WRITTEN REQUEST. Please count how many lines in the rows below contain the word "outline". Give only the number.

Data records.
────────────────────

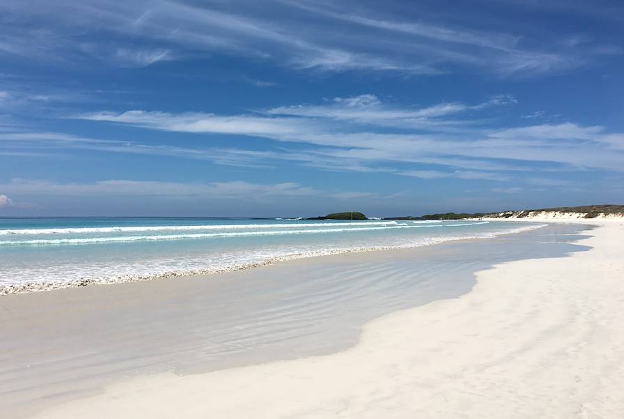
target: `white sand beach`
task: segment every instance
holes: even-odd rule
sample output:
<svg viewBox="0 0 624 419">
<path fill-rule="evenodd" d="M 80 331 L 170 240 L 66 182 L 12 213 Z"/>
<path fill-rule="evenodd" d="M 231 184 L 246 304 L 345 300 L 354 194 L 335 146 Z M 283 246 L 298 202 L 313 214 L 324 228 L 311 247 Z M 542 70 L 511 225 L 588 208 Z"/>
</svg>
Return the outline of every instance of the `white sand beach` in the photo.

────────────────────

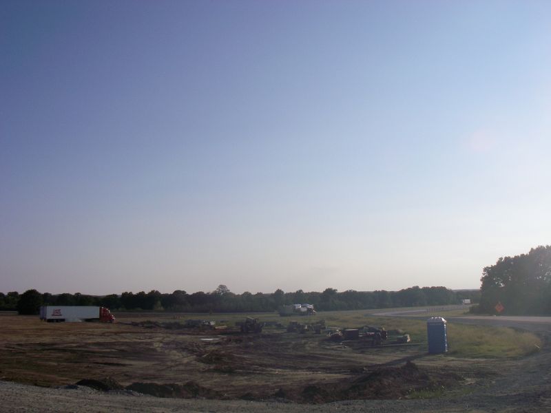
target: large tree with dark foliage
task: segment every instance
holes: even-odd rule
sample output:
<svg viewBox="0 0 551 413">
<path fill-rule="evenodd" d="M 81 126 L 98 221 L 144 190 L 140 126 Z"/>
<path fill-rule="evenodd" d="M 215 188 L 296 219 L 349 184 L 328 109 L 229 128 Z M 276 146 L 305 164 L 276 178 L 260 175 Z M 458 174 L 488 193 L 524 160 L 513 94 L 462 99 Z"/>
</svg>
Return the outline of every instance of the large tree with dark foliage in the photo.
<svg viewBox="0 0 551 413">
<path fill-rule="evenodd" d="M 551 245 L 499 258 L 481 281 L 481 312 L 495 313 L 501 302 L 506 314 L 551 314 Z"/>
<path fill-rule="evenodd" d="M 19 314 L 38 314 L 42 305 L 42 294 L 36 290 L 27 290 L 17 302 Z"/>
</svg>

────────────────────

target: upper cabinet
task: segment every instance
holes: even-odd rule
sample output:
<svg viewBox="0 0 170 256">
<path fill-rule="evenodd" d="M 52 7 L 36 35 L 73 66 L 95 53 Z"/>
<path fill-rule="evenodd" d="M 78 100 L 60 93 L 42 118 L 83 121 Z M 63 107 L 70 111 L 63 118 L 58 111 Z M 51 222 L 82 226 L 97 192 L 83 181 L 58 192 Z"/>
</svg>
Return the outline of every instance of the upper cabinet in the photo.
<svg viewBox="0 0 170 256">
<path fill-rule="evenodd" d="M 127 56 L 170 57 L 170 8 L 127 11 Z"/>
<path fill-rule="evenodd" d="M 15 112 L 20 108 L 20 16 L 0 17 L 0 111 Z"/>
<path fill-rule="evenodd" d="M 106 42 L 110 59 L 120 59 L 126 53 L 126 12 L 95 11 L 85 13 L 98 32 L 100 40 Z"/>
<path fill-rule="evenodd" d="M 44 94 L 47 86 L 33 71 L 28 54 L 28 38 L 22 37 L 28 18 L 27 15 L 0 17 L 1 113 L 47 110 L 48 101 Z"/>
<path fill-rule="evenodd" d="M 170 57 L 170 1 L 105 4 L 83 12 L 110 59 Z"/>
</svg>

────────────────────

RESULT FOR THIS TASK. 3